**WORK TO COMPLETE**
Please quote the rows below word for word, beginning at the line that contains "-- select a point on the dark foliage, one" and stopping after the line that contains "[(351, 39)]", with nothing else included.
────────────────
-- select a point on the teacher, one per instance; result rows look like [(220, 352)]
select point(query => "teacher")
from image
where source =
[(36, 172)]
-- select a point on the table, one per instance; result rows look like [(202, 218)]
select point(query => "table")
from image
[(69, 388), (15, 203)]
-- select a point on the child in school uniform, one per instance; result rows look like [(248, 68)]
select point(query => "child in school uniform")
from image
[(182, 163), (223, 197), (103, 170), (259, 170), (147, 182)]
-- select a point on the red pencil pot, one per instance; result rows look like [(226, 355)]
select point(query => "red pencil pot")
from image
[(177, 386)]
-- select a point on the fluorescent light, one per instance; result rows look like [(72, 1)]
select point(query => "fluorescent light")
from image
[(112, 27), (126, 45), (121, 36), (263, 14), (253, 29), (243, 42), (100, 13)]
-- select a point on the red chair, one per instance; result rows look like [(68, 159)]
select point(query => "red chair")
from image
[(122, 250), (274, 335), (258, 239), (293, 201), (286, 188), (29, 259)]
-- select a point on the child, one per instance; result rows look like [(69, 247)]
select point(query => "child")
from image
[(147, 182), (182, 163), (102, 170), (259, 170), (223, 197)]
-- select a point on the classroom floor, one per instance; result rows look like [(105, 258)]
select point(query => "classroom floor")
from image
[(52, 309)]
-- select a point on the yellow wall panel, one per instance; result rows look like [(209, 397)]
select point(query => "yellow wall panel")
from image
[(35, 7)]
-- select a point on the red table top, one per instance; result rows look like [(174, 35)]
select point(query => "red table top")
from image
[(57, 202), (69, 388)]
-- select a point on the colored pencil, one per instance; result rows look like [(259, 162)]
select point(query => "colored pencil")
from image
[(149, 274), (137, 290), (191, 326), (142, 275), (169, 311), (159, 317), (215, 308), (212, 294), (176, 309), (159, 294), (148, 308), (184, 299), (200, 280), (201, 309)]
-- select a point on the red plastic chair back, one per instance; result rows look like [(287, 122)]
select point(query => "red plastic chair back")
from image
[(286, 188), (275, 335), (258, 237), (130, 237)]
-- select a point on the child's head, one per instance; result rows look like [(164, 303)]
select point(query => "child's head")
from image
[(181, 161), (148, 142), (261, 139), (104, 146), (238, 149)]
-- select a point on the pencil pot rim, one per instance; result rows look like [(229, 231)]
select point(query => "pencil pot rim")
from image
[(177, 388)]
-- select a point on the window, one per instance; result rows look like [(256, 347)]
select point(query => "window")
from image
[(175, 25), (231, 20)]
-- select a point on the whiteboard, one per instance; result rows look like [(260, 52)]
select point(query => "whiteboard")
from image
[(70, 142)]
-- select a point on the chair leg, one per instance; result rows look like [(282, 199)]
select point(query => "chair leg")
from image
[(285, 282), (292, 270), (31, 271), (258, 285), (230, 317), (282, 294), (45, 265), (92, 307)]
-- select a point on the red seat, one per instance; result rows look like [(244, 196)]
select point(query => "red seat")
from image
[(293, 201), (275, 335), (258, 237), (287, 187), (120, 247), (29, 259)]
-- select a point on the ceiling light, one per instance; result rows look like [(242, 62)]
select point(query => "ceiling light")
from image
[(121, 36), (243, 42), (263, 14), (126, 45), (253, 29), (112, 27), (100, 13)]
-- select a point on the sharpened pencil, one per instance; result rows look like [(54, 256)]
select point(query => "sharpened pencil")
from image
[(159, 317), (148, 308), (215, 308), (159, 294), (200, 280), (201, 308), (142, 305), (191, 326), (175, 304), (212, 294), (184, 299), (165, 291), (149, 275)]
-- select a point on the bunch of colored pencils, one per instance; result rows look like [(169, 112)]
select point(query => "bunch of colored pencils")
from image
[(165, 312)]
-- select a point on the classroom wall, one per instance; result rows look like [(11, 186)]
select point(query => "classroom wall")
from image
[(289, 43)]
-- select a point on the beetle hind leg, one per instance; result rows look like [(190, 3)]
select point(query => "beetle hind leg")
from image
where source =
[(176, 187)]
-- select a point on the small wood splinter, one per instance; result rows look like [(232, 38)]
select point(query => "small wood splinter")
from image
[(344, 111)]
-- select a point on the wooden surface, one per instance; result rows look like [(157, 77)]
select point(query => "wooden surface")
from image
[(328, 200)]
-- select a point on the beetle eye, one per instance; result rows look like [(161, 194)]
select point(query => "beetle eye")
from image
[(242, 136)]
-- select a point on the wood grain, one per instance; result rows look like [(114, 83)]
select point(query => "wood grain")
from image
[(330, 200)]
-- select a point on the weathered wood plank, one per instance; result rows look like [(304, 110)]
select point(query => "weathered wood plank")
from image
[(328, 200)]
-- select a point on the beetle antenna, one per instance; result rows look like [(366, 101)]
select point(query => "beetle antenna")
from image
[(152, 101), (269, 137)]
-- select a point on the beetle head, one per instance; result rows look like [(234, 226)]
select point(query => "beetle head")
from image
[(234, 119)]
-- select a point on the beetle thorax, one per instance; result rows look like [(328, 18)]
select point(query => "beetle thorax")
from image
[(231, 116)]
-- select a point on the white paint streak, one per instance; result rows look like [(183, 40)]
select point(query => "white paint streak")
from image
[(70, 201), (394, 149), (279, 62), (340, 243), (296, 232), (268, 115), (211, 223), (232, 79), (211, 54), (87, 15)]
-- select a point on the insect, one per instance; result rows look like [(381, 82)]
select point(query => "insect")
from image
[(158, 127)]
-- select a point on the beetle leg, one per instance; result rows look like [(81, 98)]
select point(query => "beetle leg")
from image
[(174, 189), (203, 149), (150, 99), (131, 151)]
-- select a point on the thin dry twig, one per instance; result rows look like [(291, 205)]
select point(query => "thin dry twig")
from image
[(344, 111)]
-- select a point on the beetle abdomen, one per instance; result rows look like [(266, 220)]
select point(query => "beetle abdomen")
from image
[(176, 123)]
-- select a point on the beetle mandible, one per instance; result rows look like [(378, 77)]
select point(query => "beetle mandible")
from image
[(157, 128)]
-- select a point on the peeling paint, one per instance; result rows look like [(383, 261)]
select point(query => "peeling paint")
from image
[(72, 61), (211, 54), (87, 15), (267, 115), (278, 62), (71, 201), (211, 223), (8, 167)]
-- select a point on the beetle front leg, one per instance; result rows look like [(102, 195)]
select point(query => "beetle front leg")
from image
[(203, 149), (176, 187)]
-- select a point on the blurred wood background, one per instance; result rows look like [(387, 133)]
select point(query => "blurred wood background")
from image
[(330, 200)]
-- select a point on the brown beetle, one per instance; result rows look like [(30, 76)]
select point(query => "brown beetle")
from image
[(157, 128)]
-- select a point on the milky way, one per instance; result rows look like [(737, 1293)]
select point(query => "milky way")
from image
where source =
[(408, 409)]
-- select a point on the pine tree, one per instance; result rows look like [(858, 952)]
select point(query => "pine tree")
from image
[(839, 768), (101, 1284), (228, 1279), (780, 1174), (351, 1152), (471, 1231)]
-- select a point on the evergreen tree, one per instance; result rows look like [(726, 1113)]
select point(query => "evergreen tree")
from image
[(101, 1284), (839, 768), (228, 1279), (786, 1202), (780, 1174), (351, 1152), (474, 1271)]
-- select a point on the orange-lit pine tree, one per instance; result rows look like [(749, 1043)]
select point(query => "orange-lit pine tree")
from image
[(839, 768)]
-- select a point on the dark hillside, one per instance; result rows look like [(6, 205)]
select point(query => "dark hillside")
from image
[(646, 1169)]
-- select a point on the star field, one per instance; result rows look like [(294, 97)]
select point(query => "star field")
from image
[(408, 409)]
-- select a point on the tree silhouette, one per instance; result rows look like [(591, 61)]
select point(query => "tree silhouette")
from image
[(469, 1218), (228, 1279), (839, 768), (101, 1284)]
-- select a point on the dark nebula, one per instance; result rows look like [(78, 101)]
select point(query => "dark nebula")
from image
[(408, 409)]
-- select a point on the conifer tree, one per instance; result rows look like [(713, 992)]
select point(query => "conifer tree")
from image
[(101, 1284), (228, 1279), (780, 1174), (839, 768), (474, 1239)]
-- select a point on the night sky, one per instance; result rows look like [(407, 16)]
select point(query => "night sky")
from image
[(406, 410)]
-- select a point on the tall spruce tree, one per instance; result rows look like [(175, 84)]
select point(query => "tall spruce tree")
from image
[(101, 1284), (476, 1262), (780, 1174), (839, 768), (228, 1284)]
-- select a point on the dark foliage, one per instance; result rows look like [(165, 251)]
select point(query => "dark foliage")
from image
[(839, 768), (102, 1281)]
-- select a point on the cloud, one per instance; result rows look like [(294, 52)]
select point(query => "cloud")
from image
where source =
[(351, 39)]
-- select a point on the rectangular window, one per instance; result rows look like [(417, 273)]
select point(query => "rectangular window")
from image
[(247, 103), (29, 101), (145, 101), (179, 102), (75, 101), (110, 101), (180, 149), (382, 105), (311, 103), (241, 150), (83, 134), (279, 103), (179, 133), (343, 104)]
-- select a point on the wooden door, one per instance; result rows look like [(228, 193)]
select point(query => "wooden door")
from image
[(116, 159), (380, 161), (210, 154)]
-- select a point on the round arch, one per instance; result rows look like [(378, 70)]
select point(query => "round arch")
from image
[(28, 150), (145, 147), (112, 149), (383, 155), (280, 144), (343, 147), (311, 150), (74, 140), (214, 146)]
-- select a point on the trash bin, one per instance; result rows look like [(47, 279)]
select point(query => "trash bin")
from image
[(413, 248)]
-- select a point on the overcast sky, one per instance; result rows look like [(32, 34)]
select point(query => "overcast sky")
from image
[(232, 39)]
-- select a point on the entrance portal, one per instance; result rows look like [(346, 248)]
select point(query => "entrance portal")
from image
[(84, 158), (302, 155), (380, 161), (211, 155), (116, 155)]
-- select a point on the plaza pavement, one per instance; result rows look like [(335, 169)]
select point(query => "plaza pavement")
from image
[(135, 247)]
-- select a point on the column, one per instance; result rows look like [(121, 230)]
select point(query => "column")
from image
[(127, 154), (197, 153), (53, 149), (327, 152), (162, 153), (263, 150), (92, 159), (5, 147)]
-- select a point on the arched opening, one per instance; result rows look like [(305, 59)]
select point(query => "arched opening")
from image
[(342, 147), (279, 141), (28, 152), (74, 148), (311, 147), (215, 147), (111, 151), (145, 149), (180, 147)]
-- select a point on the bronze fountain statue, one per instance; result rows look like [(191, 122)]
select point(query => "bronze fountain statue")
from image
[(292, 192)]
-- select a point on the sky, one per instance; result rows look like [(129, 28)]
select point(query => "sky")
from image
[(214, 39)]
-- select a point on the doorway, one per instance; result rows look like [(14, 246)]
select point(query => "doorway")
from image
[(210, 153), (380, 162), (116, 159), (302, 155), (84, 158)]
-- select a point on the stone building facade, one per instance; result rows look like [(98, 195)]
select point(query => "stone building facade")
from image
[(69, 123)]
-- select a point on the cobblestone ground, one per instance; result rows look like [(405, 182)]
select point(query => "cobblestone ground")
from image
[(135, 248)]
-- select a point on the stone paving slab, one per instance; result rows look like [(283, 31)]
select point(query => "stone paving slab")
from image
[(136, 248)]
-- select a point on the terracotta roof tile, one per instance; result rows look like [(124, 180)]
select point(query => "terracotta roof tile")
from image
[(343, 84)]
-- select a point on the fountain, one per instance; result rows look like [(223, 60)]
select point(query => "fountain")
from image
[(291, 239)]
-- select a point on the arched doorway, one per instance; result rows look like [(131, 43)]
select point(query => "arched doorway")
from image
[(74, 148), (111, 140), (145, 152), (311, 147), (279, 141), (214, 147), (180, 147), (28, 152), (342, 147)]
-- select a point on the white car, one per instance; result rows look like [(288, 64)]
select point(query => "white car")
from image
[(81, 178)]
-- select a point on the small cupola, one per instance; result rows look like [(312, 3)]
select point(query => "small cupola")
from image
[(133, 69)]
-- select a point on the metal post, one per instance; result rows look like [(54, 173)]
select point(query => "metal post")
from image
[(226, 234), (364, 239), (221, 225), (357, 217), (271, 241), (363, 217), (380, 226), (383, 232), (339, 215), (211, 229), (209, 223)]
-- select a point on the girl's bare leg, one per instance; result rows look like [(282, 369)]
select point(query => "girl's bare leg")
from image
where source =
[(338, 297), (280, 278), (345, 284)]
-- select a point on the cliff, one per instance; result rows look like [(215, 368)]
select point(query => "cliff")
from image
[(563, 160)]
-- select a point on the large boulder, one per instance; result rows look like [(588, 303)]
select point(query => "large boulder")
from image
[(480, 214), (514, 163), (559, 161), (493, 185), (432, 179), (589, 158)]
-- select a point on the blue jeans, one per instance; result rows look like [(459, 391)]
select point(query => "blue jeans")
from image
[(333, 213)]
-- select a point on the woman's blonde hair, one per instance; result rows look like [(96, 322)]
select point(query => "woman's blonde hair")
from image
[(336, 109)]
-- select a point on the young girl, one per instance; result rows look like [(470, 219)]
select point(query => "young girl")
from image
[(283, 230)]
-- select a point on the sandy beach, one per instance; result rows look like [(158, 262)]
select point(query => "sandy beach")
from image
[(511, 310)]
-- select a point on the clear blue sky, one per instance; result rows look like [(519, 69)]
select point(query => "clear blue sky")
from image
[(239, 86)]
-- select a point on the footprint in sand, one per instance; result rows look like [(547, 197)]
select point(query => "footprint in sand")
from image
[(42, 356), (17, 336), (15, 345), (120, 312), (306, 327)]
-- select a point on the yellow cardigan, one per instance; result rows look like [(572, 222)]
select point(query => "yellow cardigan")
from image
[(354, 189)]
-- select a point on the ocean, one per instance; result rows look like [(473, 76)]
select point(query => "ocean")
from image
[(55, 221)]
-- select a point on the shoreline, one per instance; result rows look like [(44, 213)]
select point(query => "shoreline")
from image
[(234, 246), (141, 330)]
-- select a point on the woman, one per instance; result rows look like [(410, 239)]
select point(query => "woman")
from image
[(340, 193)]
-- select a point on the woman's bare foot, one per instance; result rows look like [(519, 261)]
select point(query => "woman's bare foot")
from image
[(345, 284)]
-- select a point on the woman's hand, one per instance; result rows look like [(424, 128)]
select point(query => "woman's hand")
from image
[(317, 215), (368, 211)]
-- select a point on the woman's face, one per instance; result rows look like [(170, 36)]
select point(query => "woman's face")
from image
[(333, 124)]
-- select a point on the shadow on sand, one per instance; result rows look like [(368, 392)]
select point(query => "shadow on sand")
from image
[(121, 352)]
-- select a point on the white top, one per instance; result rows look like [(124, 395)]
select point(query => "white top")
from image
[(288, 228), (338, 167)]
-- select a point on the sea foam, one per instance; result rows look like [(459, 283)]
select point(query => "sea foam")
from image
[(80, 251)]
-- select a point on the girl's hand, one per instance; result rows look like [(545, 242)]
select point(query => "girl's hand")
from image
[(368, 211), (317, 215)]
────────────────
**SOLUTION BELOW**
-- select a point on the dark foliage, one per instance; result rows look like [(165, 251)]
select point(query => "dark foliage")
from image
[(839, 768), (102, 1281)]
-- select a point on the cloud, one per instance; result rows look like [(294, 52)]
select point(query => "cloud")
from image
where source =
[(351, 39)]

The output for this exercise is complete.